PROBLEM TO SOLVE> Copy out the material below, swapping every occurrence of "drop a point" for "place a marker" and leaving everything else untouched.

AVAILABLE DATA>
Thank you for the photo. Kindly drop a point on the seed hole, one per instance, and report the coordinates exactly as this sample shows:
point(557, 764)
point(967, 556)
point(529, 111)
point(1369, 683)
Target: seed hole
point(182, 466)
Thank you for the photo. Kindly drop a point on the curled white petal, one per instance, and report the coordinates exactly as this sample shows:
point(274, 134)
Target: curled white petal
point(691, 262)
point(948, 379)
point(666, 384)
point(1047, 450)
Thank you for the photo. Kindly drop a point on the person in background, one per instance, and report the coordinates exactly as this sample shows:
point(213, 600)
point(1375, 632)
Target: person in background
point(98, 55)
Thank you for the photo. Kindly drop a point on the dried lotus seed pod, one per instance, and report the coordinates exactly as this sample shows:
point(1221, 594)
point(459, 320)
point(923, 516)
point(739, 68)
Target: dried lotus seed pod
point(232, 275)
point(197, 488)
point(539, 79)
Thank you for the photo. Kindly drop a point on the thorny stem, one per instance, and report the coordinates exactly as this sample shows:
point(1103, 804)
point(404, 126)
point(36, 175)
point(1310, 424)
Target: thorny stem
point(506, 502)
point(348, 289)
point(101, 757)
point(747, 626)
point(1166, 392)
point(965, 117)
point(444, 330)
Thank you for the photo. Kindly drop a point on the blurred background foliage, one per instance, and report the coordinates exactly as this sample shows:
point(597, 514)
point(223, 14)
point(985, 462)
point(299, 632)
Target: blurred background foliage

RESPONSE>
Thank you for the photo. Kindly place a marker on the seed hole, one per instance, and report the coordinates exactly as this sample shows:
point(557, 764)
point(967, 556)
point(529, 111)
point(1369, 683)
Target: seed hole
point(182, 466)
Thank you for the photo. Kindly place a marker on the curled white petal, one per instance, and report the coordinates exactly as this sample shows:
point(274, 134)
Target: curled white petal
point(691, 262)
point(948, 379)
point(666, 384)
point(1047, 450)
Thank you for the photo. Kindly place a marker on the person in background, one per instance, and report the coordinates exactly as this sample shows:
point(213, 600)
point(1375, 632)
Target: person in background
point(98, 55)
Thank you for the photo. Kindly place a marker on the dried lotus seed pod, one per instance, and report the coordinates exactly as this sample shows:
point(1221, 594)
point(459, 320)
point(923, 516)
point(739, 68)
Target: dried lotus seed pod
point(232, 275)
point(197, 488)
point(539, 79)
Thank you for the photo. Kindly place a marker on the thorny stem, one per instance, and report the coordinates exactly as this sample shows:
point(1103, 804)
point(404, 126)
point(36, 175)
point(1310, 424)
Target: thorny stem
point(506, 502)
point(348, 289)
point(101, 757)
point(747, 626)
point(1166, 392)
point(965, 117)
point(444, 330)
Thank you for the photo. Kindly place a marker on the blurred background foliage, one per instance, and report the coordinates exactly as this sample shows:
point(597, 514)
point(223, 14)
point(985, 462)
point(299, 632)
Target: blurred background foliage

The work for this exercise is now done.